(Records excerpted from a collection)
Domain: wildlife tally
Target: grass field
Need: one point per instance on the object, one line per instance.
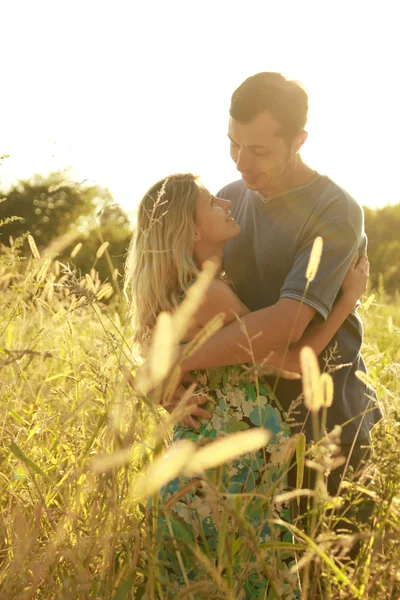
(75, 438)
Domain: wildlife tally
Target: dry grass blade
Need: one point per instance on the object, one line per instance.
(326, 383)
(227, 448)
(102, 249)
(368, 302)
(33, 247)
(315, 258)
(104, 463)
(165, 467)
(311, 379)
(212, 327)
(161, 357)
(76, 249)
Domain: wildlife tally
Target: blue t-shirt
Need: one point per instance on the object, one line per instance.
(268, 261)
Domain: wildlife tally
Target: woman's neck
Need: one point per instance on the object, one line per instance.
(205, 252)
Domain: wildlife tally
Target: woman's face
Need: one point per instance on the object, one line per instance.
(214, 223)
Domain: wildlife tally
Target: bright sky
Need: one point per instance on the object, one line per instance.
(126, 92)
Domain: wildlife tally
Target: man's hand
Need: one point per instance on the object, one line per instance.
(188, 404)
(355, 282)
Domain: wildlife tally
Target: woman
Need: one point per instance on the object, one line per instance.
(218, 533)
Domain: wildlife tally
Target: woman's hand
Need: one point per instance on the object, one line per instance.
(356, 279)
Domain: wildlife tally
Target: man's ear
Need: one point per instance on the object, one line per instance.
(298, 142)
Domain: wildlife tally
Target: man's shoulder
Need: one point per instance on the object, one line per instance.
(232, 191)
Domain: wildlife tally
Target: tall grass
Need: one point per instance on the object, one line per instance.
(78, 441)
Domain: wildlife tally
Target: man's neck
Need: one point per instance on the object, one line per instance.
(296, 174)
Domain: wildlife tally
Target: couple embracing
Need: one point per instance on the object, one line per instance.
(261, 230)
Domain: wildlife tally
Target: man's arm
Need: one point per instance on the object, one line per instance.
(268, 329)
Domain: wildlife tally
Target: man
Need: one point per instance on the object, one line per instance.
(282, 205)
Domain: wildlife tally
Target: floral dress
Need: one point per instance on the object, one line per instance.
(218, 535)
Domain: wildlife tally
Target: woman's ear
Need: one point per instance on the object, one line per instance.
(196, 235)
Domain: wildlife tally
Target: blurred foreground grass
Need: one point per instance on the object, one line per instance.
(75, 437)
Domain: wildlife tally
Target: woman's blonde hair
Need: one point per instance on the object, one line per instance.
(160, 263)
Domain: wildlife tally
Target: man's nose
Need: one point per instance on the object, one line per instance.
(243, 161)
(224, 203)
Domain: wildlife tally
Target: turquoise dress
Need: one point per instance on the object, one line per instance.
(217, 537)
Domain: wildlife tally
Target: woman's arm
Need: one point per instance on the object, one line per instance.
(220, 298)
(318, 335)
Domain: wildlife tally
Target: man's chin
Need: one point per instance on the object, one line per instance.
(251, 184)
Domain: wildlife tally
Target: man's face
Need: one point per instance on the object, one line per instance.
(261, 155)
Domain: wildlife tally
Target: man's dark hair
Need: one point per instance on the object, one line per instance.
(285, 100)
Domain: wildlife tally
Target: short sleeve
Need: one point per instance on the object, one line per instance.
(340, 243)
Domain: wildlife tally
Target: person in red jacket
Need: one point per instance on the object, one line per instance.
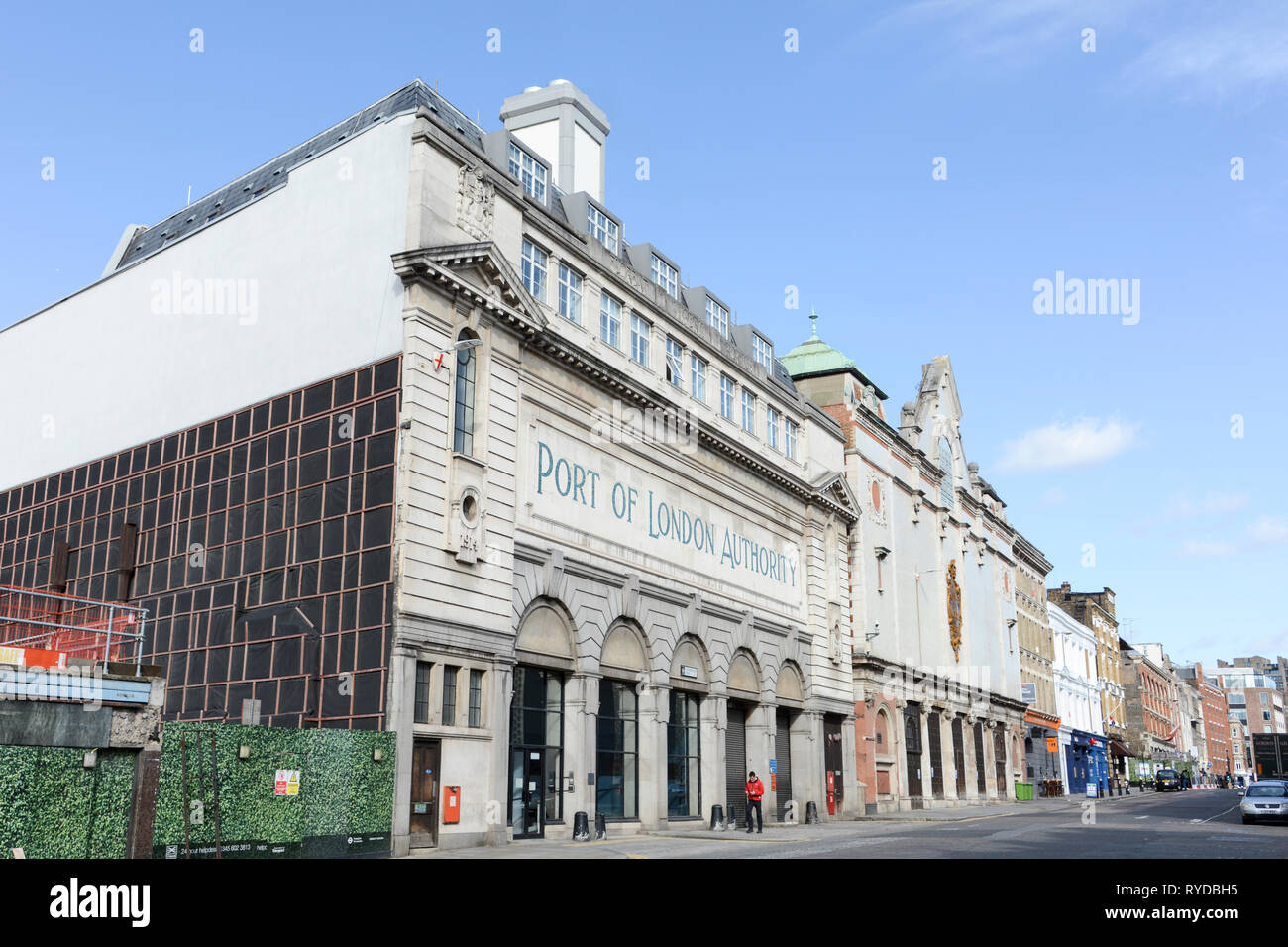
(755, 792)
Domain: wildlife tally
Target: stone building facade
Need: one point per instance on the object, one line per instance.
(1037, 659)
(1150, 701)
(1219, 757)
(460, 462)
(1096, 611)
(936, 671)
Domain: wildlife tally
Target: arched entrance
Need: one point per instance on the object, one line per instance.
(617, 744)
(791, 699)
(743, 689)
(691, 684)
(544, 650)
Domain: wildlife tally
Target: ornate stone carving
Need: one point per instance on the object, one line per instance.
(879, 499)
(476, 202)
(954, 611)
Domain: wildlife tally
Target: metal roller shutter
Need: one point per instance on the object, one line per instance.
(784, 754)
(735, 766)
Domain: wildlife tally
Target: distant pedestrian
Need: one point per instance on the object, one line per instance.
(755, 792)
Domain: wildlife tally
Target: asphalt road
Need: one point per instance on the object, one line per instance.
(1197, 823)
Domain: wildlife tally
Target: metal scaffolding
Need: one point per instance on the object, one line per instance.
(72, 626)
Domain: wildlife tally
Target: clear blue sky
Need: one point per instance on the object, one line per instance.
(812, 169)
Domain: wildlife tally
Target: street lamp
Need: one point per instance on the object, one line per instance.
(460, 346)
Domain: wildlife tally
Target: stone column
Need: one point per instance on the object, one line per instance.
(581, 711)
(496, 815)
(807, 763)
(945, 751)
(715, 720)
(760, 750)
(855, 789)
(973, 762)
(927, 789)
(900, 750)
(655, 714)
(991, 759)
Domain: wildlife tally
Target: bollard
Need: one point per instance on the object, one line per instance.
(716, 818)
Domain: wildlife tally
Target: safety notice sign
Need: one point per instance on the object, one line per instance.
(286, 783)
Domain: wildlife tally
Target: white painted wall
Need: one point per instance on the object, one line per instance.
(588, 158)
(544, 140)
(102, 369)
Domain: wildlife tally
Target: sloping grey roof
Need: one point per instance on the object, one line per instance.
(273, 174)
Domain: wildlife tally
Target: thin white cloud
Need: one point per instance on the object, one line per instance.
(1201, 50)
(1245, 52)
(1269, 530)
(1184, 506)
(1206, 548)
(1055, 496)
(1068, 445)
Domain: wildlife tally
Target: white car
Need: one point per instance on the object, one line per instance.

● Work to complete
Print the whole listing above once more, word for word, without its pictures.

● Task response
Domain: wildlife tally
Target: grass field
Need: one point per instance on the object, one line per instance.
(75, 438)
Domain: wildlife tally
Target: dry grass blade
Need: one point per instance on the object, one line per instance.
(326, 383)
(227, 448)
(102, 249)
(368, 302)
(33, 247)
(315, 258)
(104, 463)
(165, 467)
(311, 379)
(212, 327)
(161, 357)
(76, 249)
Domain: wildlife tally
Target: blue t-shirt
Need: one point per instance on the object, one line per instance.
(268, 261)
Domain: wildlife tally
Target: woman's neck
Need: one point per instance on the object, one line per instance.
(205, 252)
Domain: wildlife tally
Target: woman's face
Need: one point per instance on the object, one line per instance.
(214, 223)
Domain: wildlife tally
Target: bright sky
Need: one point per instance on the object, one line per instance.
(126, 92)
Domain: wildlife tally
Target: man's hand
Need: one point per instance on the object, one line per instance.
(188, 404)
(355, 282)
Domain: wildlife tally
Target: woman
Need: one point per instance on the object, one line per instance.
(218, 533)
Domain: wildlife tally
Target: woman's hand
Need: one point per instance on the object, one line per instance.
(356, 279)
Domain: wildlife tally
Target: man's ear
Need: one point per instance on the object, one line per instance.
(298, 142)
Domain: wildlife tally
Target: man's shoulder
Need: one point per instance on the object, one line per instance.
(232, 191)
Domain: wildlife tally
Target: tall grass
Need: one point per instance on the object, one line per instance.
(78, 441)
Domain: wildlife tally
Target: man's neck
Need: one point per instance on the object, one line per instance.
(296, 174)
Domain: wildlife tally
Target: couple embracing
Need: one point per instance on the object, one line per instance.
(261, 230)
Domain: wildlife tally
Target: man's arm
Need: one point per instance on the object, one line per instance.
(268, 329)
Domain: wildlife tally
Target: man
Need: one point per instance on the object, one line per instance.
(282, 205)
Domain: wildlife tally
Target: floral dress
Need: one point per instance on the object, one line per instance.
(218, 535)
Domain: wildlife tally
Target: woman's ear
Need: one point per instance on the object, one line per instance.
(196, 235)
Domain: wildlife tally
Target: blurred foreground grass
Need: one point per instance on the object, one line per instance.
(75, 437)
Domain: wildlife tally
Target: woman's blonde hair
Need: one point per instance on the object, one line per instance.
(160, 263)
Domain: wildlife tally
Target: man's nose
Need: one point per instance on the object, one line per instance.
(243, 161)
(224, 203)
Domain: wildlife tally
Target: turquoise dress
Need: one point per instance on the object, one line per instance.
(217, 537)
Domain: wildlife tally
Target: woman's arm
Need: one point per instance on the object, one line per instance.
(220, 298)
(318, 335)
Domain: wildlife tally
Target: man's chin
Need: one point per instance on the object, one line per instance.
(251, 184)
Domain: wildlife tally
Target: man's face
Need: one point per instance on the object, one line per instance.
(261, 155)
Domain: wildlife tally
Target: man's dark hair
Need: one point per instance on the object, one line per instance.
(285, 100)
Domain: wildlife tally
Target: short sleeve
Need: one point per instance on the object, one line per instance.
(340, 243)
Domain: wildlife tally
Target: person in red jacket
Need: one point per instance on the object, one line per instance.
(755, 792)
Domain: wildlife tally
Target: stone building facade
Need: one point per instance on the object, one line per instance.
(1037, 659)
(1150, 701)
(1219, 757)
(460, 462)
(1096, 611)
(936, 671)
Domain: wildlife tally
Target: arched entrance
Need: one point per instance on the object, one line per instance.
(617, 744)
(791, 699)
(743, 689)
(691, 684)
(544, 650)
Domain: wildlife tally
Target: ornate stone carving
Need: one point per instance on the object, one line per instance.
(879, 499)
(476, 202)
(954, 611)
Domain: wildlife tally
Target: metal roller shutter
Need: one point per instance on the object, one line per instance.
(784, 754)
(735, 766)
Domain: wildlife tally
Target: distant pedestrian
Need: one point per instance on the object, one line per instance.
(755, 792)
Domain: wildlife tally
Target: asphalt road
Need: one point per instance on the object, one line per instance.
(1197, 823)
Domain: wildlife tally
Target: metal scaffolding
Need: one point per instance on the object, one line per instance.
(72, 626)
Domain: wildlife tally
Target: clear blue sky
Need: one point per instance on the object, one line per instance.
(812, 169)
Domain: wildlife tally
Target: street lamp
Need: one point per instance on the object, one line per instance.
(460, 346)
Domain: wildlife tally
Target: stone column
Need: one point per instance on the object, one line per instance.
(581, 711)
(496, 815)
(807, 763)
(945, 751)
(715, 720)
(760, 750)
(855, 789)
(973, 762)
(927, 789)
(900, 750)
(655, 714)
(991, 759)
Domain: wildlife tally
Target: bollard
Need: one point per instance on the object, one line per instance.
(716, 818)
Domain: wildlife tally
Target: safety notice sign
Need: one point per instance on the object, one line per instance.
(286, 783)
Domain: wildlife tally
Target: white painted wall
Need: one point per instance on the object, one line per instance.
(588, 158)
(544, 140)
(102, 369)
Domain: wildlife tally
Target: sloping grey roof
Need: one point per instance on the object, one line per instance.
(273, 174)
Domain: wildlife tally
Target: thin white cloud
Need: one point per instance on the object, one line per instance.
(1201, 50)
(1245, 52)
(1269, 530)
(1184, 506)
(1206, 548)
(1055, 496)
(1068, 445)
Domain: wildlife tally
Target: white car
Need: one point per instance on the object, one line per instance.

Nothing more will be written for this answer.